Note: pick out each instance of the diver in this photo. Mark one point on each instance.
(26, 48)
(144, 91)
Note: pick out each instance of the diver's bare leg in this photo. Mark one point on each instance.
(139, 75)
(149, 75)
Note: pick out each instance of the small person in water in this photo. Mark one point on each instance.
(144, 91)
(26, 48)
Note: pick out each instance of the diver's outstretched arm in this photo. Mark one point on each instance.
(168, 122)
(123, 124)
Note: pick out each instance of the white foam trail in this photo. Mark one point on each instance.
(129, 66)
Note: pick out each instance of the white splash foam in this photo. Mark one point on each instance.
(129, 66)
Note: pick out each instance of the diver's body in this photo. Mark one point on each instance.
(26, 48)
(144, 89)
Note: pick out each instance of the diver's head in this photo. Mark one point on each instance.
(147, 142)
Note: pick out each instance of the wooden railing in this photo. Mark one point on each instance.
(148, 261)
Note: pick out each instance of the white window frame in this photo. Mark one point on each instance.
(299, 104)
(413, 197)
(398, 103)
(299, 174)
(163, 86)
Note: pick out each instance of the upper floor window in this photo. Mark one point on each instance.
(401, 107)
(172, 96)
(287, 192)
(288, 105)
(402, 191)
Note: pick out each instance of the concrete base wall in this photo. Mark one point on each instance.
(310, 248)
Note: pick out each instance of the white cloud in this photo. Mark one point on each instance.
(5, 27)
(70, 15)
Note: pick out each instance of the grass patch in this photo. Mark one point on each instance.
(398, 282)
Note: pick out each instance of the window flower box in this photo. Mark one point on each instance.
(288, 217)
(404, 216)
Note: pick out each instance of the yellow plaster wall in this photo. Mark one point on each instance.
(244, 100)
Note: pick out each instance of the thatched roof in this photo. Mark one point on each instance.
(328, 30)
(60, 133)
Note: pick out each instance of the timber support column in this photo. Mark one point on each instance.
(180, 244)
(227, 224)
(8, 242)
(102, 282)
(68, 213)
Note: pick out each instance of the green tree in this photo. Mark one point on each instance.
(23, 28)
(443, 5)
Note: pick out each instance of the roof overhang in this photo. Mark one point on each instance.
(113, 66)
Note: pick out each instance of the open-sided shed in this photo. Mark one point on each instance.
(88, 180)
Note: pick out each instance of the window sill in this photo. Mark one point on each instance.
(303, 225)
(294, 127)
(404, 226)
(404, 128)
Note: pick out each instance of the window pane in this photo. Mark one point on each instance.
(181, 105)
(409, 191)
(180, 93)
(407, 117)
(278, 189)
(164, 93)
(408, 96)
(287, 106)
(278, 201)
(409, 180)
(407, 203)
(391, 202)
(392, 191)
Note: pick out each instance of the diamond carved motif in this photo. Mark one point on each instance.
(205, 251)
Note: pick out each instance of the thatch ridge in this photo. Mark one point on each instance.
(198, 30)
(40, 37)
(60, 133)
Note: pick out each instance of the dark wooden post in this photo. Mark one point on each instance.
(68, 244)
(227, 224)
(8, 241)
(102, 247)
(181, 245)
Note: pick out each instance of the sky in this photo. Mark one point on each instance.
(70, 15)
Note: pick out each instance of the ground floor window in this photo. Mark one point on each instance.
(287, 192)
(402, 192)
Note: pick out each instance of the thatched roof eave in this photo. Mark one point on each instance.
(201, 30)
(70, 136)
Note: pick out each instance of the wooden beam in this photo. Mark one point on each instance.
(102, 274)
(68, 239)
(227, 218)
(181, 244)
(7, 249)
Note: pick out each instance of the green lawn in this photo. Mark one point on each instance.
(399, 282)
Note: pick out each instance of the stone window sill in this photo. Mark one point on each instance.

[Objective]
Transcribe every record above exactly as it appears.

[Reply to the exercise]
Note: pick out each instance of the diver in this photo. Mark one point on each instance.
(26, 48)
(144, 91)
Note: pick out each instance of the diver's bare leg in this photo. Mark one point on each instance.
(139, 75)
(149, 75)
Note: pick out each instance of the small person in water in this photo. Mark one point on each instance.
(144, 91)
(26, 48)
Note: pick out each instance of the diver's outstretched arm in this photo. Mark one point on each instance.
(168, 122)
(123, 124)
Note: pick out each instance of the white foam trail in this photo. Mark one point on each instance.
(129, 66)
Note: pick out each instance of the white splash foam in this photo. Mark one point on each instance.
(129, 66)
Note: pick out each instance of the diver's body in this photo. Mark one point on each instance.
(26, 48)
(144, 89)
Note: pick out each instance of the diver's head in this photo. Mark one point on each instance.
(147, 142)
Note: pick out each instance of the wooden railing in this photo. Mark one point on each instance.
(148, 261)
Note: pick out each instance of the white window frame in this photo. Mark one point on each instance.
(299, 104)
(413, 197)
(398, 103)
(299, 174)
(163, 86)
Note: pick out each instance of the upper floor window in this photo. Mark one point on each instance.
(401, 107)
(172, 96)
(287, 192)
(288, 105)
(402, 191)
Note: pick out each instance of the concrete base wall in this photo. Mark one point on each instance.
(310, 248)
Note: pick out each instance of the white cloud in this photo. Mark one point on each instance.
(5, 27)
(70, 15)
Note: pick out each instance of the grass patch in this photo. Mark one point on each instance.
(398, 282)
Note: pick out each instance of the window flower box in this photo. Mark one point on each instance.
(288, 217)
(404, 216)
Note: pick out each instance of the yellow plaster wall in this photo. Mark one point on each instance.
(244, 100)
Note: pick out each instance of the thatched roof in this photo. Mark one point on each instance.
(328, 30)
(60, 133)
Note: pick out each instance of the timber support column in this photo. Mark one point on each instance.
(180, 244)
(227, 224)
(8, 242)
(102, 282)
(68, 213)
Note: pick out each instance of the green tree in this photo. Mark one point on each instance.
(23, 28)
(443, 5)
Note: pick out each instance of the roof overhang in this photo. Mark one point on each instance.
(113, 66)
Note: pick out each instance of the open-sided shed in this photo. Mark one point on each instance.
(88, 180)
Note: pick out each instance of the window sill in this photo. Mark one point on each instance.
(303, 225)
(294, 127)
(404, 226)
(404, 128)
Note: pick out each instance of the window pane in this photo. Mark one point on each instance.
(181, 105)
(409, 191)
(180, 93)
(407, 117)
(278, 189)
(164, 93)
(408, 96)
(287, 106)
(278, 201)
(409, 180)
(407, 203)
(391, 202)
(392, 191)
Note: pick out each instance of the diamond carved motif in this photo. Mark one point on each instance.
(205, 251)
Note: pick out each instance of the thatch ridge in this photo. Mark one point on each instance.
(198, 30)
(40, 37)
(60, 133)
Note: pick out each instance of the dark wooden post in this photo. Mark one point on each instance.
(68, 244)
(227, 224)
(8, 241)
(102, 247)
(181, 245)
Note: pick out each instance of the sky in this photo. Mark one point on each instance.
(70, 15)
Note: pick out each instance of the ground floor window in this photo. Mark one point on each instance.
(287, 192)
(402, 192)
Note: pick out each instance of the thatched roof eave in this photo. Mark one point on each instance.
(201, 30)
(70, 136)
Note: pick out each instance of the wooden beam in this photo. Mark one point on each instance.
(102, 274)
(68, 239)
(227, 218)
(181, 244)
(7, 249)
Note: pick out each instance of the green lawn in this photo. Mark one point on each instance.
(399, 282)
Note: pick out each instance of the stone window sill in this photo. Mark one point on each instance.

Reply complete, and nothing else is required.